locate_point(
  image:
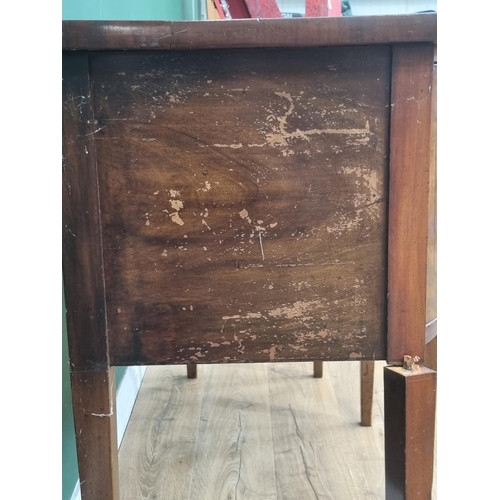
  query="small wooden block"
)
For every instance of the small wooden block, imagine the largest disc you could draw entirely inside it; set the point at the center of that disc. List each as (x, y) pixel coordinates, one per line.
(410, 406)
(192, 371)
(318, 369)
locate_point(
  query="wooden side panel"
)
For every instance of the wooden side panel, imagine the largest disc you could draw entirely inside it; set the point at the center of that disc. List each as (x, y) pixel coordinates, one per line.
(408, 199)
(305, 32)
(410, 411)
(94, 408)
(82, 254)
(243, 200)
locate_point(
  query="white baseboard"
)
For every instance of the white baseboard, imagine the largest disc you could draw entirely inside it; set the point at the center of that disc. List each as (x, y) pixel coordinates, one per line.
(125, 400)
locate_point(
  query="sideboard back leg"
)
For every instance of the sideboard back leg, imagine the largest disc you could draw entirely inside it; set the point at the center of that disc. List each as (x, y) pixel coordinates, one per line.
(367, 369)
(410, 409)
(94, 407)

--------

**WHAT IS EXPECTED**
Select each line of the items above that contains the string "panel", treating uppercase and lowercase letters as distinct, and copy those lines out in full.

**FINISHED EXERCISE**
  query="wooden side panel"
For every instance of the wooden side panel, imagine the largest disc you could draw entirely inside it; set the point at the center of that disc. List each as (x, y) pixel coordinates, one per line.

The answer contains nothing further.